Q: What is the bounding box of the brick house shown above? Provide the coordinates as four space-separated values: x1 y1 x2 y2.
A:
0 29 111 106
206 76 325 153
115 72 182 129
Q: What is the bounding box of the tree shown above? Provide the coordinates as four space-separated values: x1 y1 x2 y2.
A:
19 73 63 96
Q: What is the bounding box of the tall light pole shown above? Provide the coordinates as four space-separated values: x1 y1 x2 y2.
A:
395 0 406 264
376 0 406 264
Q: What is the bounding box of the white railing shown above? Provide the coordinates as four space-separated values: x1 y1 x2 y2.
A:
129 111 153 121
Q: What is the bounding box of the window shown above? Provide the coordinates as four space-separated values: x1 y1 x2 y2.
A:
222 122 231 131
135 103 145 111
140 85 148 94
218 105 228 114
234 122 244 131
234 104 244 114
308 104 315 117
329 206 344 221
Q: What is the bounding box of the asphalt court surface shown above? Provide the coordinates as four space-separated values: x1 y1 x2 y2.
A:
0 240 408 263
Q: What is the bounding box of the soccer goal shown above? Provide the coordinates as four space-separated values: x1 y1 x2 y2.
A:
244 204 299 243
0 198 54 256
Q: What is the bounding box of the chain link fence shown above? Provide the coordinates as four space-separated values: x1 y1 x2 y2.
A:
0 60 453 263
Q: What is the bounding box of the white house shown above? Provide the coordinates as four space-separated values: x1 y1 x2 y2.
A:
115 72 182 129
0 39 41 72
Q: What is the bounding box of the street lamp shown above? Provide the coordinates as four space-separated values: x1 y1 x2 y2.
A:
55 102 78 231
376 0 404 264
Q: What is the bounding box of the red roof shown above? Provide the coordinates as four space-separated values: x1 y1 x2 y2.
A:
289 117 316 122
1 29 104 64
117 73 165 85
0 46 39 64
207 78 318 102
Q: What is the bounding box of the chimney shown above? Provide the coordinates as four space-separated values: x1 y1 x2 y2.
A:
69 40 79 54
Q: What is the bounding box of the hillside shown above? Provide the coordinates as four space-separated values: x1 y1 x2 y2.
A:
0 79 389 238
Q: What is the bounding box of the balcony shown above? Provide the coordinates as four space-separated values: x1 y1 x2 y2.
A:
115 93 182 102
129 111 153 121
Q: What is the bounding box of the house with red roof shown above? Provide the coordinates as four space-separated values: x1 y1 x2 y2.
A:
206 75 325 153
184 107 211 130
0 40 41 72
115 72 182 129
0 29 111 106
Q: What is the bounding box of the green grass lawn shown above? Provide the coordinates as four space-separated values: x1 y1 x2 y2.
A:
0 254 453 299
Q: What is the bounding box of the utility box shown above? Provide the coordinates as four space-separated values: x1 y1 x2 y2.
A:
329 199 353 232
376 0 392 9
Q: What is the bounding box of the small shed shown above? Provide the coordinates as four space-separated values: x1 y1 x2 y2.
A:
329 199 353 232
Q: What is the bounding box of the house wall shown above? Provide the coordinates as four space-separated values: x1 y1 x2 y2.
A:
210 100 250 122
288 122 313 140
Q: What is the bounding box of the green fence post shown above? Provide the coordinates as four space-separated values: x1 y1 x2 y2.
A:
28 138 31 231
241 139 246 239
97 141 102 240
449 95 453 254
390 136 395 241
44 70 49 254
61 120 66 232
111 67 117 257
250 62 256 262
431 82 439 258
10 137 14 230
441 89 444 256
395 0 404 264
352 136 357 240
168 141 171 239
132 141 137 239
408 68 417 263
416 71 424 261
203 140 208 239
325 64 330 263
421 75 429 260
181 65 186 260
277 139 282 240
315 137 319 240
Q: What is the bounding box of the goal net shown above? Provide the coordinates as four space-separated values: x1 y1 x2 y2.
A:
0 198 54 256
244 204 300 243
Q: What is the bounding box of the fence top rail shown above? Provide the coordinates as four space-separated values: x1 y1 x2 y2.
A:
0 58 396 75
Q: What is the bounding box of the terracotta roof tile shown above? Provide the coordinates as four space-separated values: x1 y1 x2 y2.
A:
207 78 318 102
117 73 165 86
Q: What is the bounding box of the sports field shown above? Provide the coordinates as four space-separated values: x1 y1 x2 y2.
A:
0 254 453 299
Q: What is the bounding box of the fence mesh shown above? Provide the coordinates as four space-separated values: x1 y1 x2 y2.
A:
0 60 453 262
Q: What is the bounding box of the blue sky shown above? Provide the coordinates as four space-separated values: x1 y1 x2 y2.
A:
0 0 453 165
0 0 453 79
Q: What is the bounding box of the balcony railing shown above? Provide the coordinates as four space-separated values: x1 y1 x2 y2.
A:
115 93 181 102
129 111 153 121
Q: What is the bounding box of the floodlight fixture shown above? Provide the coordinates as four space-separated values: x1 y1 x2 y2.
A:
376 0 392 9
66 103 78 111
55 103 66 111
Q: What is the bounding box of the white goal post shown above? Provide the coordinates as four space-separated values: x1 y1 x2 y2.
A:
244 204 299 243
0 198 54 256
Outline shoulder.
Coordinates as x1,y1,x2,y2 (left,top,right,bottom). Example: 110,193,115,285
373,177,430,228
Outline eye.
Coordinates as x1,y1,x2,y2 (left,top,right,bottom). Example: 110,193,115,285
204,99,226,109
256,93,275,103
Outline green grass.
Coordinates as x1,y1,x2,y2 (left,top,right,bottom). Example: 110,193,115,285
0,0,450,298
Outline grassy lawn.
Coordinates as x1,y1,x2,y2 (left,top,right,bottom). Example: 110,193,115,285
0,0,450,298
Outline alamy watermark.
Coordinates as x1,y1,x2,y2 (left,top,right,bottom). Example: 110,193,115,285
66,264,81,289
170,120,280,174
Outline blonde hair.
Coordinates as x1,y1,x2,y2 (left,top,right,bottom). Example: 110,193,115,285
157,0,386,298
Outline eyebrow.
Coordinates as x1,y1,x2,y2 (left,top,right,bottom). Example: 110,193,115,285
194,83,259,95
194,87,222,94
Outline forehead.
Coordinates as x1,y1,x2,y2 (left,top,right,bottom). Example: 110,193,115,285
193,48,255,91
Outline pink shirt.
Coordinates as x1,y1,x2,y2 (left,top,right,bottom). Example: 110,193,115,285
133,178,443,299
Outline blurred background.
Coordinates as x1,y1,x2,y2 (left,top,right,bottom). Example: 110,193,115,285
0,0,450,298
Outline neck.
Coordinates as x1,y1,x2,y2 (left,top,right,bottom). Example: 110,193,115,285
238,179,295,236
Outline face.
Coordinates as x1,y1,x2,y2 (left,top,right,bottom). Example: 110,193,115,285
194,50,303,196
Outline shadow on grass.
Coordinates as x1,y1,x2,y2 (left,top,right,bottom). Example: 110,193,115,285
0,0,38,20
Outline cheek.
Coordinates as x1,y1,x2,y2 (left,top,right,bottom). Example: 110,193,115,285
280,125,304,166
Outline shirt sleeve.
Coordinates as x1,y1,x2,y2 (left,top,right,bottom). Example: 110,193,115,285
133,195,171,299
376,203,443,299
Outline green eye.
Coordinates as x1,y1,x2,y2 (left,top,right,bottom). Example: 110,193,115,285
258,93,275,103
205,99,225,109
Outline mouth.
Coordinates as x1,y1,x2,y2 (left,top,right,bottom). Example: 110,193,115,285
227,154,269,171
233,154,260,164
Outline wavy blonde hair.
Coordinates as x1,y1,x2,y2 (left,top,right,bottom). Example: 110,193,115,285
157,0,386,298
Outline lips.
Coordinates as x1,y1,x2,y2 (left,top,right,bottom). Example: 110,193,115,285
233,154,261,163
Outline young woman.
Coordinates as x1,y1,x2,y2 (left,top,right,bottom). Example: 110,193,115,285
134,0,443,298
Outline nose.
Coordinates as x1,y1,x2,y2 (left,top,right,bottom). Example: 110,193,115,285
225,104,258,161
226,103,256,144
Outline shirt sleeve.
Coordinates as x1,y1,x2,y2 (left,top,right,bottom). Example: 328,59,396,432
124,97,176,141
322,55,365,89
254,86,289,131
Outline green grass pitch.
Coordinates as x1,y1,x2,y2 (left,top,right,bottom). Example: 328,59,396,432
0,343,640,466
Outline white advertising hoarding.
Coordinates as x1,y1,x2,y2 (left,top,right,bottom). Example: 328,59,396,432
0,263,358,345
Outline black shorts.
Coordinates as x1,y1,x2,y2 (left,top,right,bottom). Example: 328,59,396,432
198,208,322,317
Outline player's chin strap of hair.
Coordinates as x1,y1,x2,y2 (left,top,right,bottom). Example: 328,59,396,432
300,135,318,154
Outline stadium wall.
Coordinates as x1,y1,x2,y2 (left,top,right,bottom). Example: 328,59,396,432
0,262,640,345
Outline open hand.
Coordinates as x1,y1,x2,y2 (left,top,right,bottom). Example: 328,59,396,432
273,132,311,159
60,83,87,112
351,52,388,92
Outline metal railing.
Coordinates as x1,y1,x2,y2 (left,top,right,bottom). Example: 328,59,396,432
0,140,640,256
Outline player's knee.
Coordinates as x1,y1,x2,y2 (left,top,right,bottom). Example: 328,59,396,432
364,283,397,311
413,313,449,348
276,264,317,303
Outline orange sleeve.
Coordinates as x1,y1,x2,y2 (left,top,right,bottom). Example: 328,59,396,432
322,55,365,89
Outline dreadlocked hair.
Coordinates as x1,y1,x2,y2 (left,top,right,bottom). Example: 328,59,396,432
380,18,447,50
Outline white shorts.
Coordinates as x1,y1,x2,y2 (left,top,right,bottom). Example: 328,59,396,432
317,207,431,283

================================

### Requirements
Rescale the lines above from the line containing "Q: What is the bounding box of the utility" through the line containing "288 122 313 140": reproduce every one of those lines, requests included, but multiply each bounding-box coordinate in the answers by 0.55 and round it to a whole number, with halves rounded up. Return only those lines.

### Solution for this task
Q: What is the bounding box of the utility box shown above? Provide the coordinates as four space-separated values: x1 y1 x2 y2.
A:
181 109 194 128
207 0 216 5
Q: What is the bounding box of the small shed shown above? Provide the coordinates as four space-separated values: x1 y1 x2 y2.
A:
181 109 194 128
Q: What is the bounding box of the house wall shown above? Provide the coordinates as four space-separated values: x1 y1 x2 y2.
A:
116 55 138 67
158 67 172 77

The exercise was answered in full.